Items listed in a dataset
####################

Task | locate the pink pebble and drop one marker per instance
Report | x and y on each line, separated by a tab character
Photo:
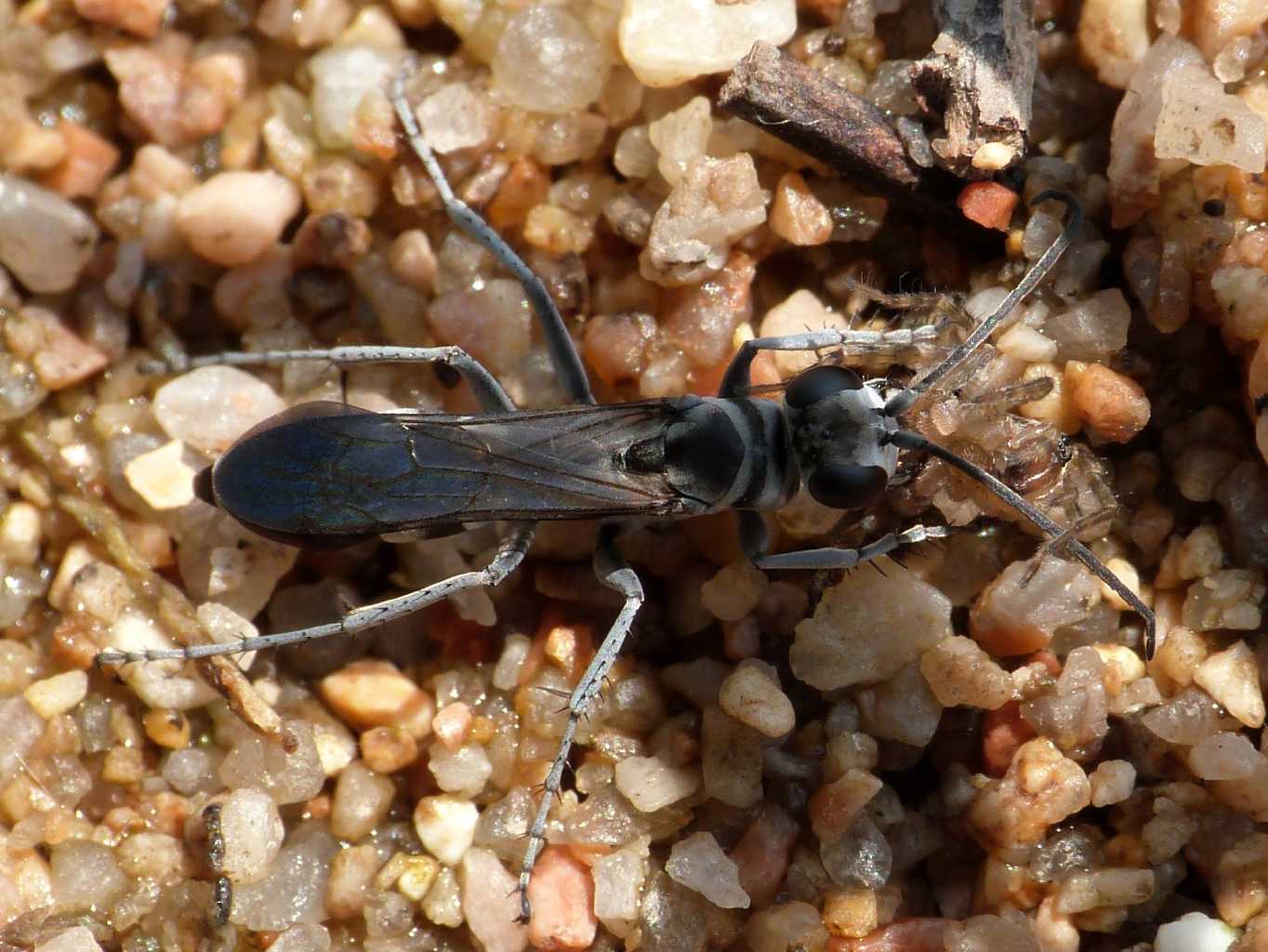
561	893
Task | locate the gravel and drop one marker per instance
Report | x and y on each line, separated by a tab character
960	753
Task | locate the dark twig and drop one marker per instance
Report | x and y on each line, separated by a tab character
982	77
808	111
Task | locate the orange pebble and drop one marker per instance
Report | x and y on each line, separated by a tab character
89	159
1003	731
988	203
899	935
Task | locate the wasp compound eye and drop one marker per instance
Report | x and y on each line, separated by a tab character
846	485
203	485
819	383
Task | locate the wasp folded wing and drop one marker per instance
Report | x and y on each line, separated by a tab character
327	473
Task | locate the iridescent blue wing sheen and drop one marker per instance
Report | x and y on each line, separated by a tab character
328	474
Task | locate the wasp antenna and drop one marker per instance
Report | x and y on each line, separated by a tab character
906	440
902	401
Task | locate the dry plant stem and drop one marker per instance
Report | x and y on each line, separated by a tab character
178	616
811	112
982	76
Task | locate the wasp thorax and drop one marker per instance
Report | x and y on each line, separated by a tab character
841	436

####################

■ DIRECTIONS
Starting with the line that contains "Task | locate the dry" and going on through the end of the material, write those lines out again, requests included. Multiply every x and y coordinate in the answers by 0.95, and round each result to a whole number with halves rounded up.

■ RESPONSE TO THE EXERCISE
Task | locate the dry plant stem and drop one marker per instance
Report | x and y on each line, separated by a tab character
169	585
770	106
933	72
Task | locate the wasp thorax and drop one marker per instance
Report | x and y on each line, separated by a tab character
799	414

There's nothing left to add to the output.